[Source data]
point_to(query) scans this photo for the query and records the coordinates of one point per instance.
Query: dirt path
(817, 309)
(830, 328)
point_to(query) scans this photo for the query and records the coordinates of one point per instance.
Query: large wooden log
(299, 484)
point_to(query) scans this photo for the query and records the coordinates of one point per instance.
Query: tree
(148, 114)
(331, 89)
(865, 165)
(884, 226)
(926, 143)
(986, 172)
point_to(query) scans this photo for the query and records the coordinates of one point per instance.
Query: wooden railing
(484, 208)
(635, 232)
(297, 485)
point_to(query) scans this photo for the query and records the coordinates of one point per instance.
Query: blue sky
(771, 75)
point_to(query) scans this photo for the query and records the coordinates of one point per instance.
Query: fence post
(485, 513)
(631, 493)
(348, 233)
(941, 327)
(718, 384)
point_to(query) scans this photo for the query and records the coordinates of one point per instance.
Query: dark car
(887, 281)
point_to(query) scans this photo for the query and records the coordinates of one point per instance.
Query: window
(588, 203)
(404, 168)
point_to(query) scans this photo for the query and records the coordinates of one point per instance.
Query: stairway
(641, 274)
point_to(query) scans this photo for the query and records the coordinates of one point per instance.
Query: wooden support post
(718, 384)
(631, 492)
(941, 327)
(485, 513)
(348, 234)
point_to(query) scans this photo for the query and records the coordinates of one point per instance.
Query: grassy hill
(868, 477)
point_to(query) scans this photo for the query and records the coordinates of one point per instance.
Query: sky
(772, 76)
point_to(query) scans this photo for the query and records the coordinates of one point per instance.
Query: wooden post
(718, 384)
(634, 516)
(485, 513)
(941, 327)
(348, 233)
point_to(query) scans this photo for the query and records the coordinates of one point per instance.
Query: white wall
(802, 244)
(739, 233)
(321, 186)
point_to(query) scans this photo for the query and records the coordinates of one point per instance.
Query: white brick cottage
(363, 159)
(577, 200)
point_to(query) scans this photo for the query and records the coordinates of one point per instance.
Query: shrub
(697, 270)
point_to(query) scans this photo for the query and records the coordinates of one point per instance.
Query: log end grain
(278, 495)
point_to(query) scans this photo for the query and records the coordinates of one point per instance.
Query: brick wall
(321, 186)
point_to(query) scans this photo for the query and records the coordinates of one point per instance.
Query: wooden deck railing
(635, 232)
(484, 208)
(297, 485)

TO BE DONE:
Please restate the data word for word, every record included.

REPLY:
point_to(query) scans this photo for the query and records the coordinates of one point per instance.
Query: dirt path
(817, 309)
(830, 328)
point_to(query) scans this photo for the query and records the coordinates of one point per instance.
Query: large wooden log
(299, 484)
point_to(query) scans this photo for the query and records the coordinates of one point per instance.
Query: tree
(148, 114)
(331, 89)
(865, 165)
(884, 226)
(926, 143)
(986, 172)
point_to(query) scans this photo for the query and records the coordinates of one point per instance.
Query: wooden railing
(484, 208)
(635, 232)
(297, 485)
point_to(query) scans this photo for the query and records the coordinates of one point per instance.
Query: blue sky
(771, 75)
point_to(query) scans this photo for the query and records the coordinates of one point per instance.
Query: fence post
(485, 513)
(631, 493)
(348, 233)
(941, 327)
(718, 384)
point_to(query) scans this photo for the query and records the coordinates of one point per instance.
Query: dark car
(887, 281)
point_to(query) scans this photo for the query and records the coordinates of one point per instance.
Query: window
(588, 203)
(404, 168)
point_to(query) scans this photo for the query and records the coordinates of one point per instance.
Query: stairway
(641, 274)
point_to(query) scans this photo for the query and records the coordinates of one point per instance.
Query: wooden support post
(718, 384)
(631, 492)
(941, 327)
(485, 513)
(348, 234)
point_to(query) scans this photo for the query and records the coordinates of one point per instance.
Query: grassy hill
(868, 477)
point_to(query) scans this photo for the query and records the coordinates of one point per instance.
Query: sky
(772, 76)
point_to(query) scans this photo for the query and records the coordinates of one point per instance.
Query: wooden post
(718, 384)
(634, 516)
(485, 513)
(941, 327)
(348, 233)
point_to(query) scans this photo for the query and records the coordinates of one point per instance.
Query: white wall
(802, 244)
(739, 233)
(321, 186)
point_to(query) scans this photo for the query and records the coordinates of one point per instance.
Query: white brick cottage
(363, 159)
(577, 200)
point_to(query) scans this photo for the query and records the coordinates of one point per instance.
Query: shrub
(697, 270)
point_to(query) scans this photo for the query and records the coordinates of one point per instance.
Query: log end grain
(278, 495)
point_to(query) scans this photo for the query and records the coordinates of one point per instance.
Query: brick wall
(321, 186)
point_to(query) scans this photo for the query and records the coordinates of one point per instance.
Query: wooden deck railing
(635, 232)
(484, 208)
(297, 485)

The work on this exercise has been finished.